Return the lines below in which the string "goalie" occurs.

[THE RECORDS — start]

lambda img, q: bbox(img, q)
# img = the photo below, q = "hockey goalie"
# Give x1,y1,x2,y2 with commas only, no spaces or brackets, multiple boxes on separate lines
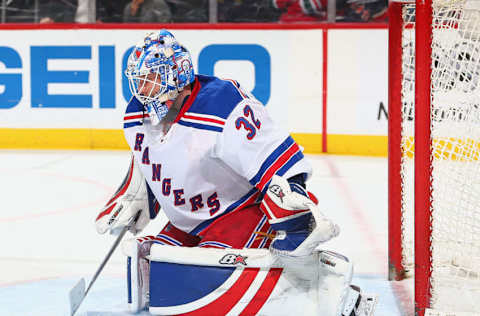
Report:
95,29,377,315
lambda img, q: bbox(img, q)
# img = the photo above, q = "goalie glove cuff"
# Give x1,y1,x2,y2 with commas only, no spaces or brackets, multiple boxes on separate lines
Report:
261,175,339,256
260,174,315,231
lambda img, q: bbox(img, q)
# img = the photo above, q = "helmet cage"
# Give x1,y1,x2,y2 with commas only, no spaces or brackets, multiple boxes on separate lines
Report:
124,30,195,122
127,58,177,105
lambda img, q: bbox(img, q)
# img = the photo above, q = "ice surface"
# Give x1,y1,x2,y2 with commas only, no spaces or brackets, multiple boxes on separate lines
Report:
0,150,412,315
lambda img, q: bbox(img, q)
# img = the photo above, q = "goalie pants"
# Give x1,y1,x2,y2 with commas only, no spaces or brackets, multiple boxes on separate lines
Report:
153,204,273,250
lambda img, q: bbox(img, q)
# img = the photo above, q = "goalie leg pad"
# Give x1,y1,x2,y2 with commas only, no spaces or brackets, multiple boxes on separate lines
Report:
144,245,366,316
147,245,314,315
123,222,200,313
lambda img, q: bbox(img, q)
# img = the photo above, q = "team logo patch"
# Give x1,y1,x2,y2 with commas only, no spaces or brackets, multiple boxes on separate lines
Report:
219,254,248,266
269,184,285,202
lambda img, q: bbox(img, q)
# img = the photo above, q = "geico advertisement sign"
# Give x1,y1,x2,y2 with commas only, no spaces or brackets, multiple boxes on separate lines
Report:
0,43,270,109
0,29,322,129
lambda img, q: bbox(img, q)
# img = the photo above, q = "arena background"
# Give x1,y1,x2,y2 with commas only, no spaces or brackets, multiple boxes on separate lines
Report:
0,23,388,156
0,21,411,316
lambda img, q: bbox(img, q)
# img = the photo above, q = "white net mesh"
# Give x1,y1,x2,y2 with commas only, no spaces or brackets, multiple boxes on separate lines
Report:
400,0,480,312
400,2,416,275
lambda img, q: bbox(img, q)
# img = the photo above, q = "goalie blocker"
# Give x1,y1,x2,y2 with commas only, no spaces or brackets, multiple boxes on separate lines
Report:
123,240,377,316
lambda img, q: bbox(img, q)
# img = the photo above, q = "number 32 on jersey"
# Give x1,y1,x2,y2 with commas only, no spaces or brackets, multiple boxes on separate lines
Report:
235,104,261,140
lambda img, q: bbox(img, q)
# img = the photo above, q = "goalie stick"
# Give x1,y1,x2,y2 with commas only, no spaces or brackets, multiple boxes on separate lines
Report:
69,212,140,316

[THE RECORDS — finish]

THE ANSWER
# img = the photo below, q = "hockey goalie"
# img = the photo above, q = "goalie glove cuff"
# img = the photo above, q = "goalie pants"
# img = the photo above, q = "goalie leg pad"
# img = the photo above, q = "goalie blocker"
# img = the photo above, q = "goalie stick"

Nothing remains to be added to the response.